TASK ITEM:
A word-for-word restatement of all the records is the required answer.

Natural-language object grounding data

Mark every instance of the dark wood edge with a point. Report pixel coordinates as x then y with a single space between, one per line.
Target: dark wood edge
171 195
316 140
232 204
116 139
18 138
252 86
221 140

SOLUTION:
Mark every instance of the dark wood edge with a point. Report pixel coordinates as x then y with a single space between, one per line.
Target: dark wood edge
171 195
316 140
232 204
116 139
18 138
252 86
221 140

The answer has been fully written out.